Deus e o Universo ||
Algumas objecções são, no entanto, de prever. Pode dizer-se,
por exemplo: as teorias sobre a matéria, sobre a força, sobre a inteligência,
tais as que formulavam outrora as escolas científicas e filosóficas, tiveram o
seu tempo. Novas concepções as substituem. A física actual nos demonstra que a
matéria se dissocia pela análise, se resolve em centros de forças, e que a
força se reabsorve no éter universal.
Sim, certamente, os sistemas envelhecem e passam; as
fórmulas gastam-se; mas a ideia eterna reaparece sob formas cada vez mais novas
e mais ricas. O materialismo e o espiritualismo são aspectos transitórios do
conhecimento. Nem a Matéria, nem o Espírito são o que deles pensavam as escolas
de outrora, e talvez a matéria, o pensamento e a vida estejam ligados por laços
estreitos, que começamos a entrever.
Certos factos, no entanto, subsistem e outros problemas se
impõem. A matéria e a força se reabsorvem no éter; mas, o que é o éter? É,
diz-nos, a matéria-prima, o substrato definitivo de todos os movimentos. O
próprio éter é atravessado por movimentos inumeráveis: radiações luminosas e
caloríficas, correntes de electricidade e de magnetismo. Ora, é perfeitamente
necessário que esses movimentos sejam regulados de certa maneira.

- [Extrato dos dados]

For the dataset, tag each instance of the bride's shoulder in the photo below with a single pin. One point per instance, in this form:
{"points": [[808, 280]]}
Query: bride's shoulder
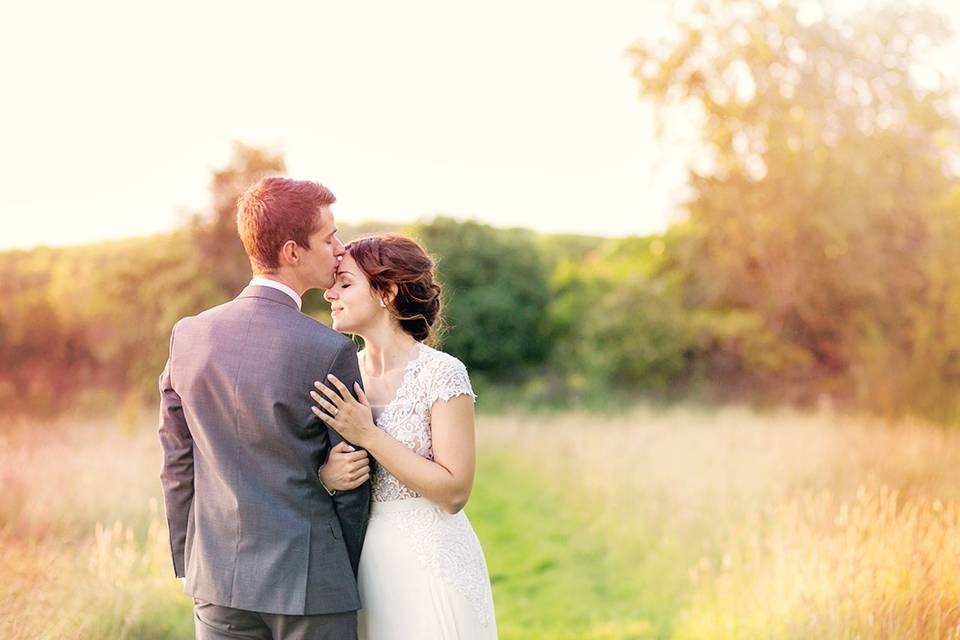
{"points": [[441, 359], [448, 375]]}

- [O que se pede] Retome o texto sobre Deus e o Universo logo depois de «sejam regulados de certa maneira» e continue-o.

- [Resposta ao exercício]
A força gera o movimento, mas a força não é a lei. Cega e
sem guia, ela não poderia produzir a ordem e a harmonia no Universo. Estas são,
no entanto, manifestas. No cimo da escala das forças aparece a energia
mental, a vontade que constrói as fórmulas e fixa as leis.
A inércia, dir-nos-ão, ainda é relativa, visto que a matéria
é energia concentrada. Na realidade, todas as partes constitutivas de um corpo
se movem. Entretanto, a energia armazenada nesses corpos só pode entrar em
potência de acção quando a matéria componente é dissociada. Não é o caso dos
planetas, cujos elementos representam a matéria no seu último grau de
concreção. Os seus movimentos não se podem explicar por uma força interna, mas
somente pela intervenção de uma energia exterior.
– “A inércia – diz G. Le Bon – é
a resistência de causa desconhecida, que os corpos opõem ao movimento ou
mudança de movimento. Ela é susceptível de medida que se define pelo
termo massa. A massa é, pois, a medida da inércia da matéria, o seu
coeficiente de resistência ao movimento.”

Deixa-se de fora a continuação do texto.